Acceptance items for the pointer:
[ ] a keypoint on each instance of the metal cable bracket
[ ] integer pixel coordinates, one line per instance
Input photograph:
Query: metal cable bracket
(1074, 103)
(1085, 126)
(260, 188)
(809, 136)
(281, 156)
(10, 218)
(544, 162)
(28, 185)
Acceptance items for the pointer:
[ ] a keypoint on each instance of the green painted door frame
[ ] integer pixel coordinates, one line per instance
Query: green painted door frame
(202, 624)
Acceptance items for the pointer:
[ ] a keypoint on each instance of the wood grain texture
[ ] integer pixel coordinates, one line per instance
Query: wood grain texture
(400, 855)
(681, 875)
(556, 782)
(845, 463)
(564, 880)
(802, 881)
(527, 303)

+-------+

WORK TO COMPLETE: Each record must be transcribed exactly, with nothing left out.

WRITTEN RESPONSE:
Acceptance items for the pointer:
[ ] a keypoint on each instance of the metal cable bracket
[ ] integer pixel coordinates, one line per instance
Input photograph:
Query: metal cable bracket
(1074, 103)
(1085, 126)
(260, 188)
(809, 136)
(281, 156)
(10, 218)
(544, 162)
(28, 185)
Acceptance items for the pointer:
[ ] a keypoint on each instance of the green painted door frame
[ ] integer pixel coordinates, one line per instance
Query: green painted door frame
(202, 624)
Acceptance items for the pointer:
[ ] a keypoint on each instance of the wood grain texture
[ ] integer pixel coordinates, one line per instance
Query: wood grain texture
(400, 855)
(681, 875)
(556, 782)
(845, 463)
(564, 880)
(802, 881)
(527, 303)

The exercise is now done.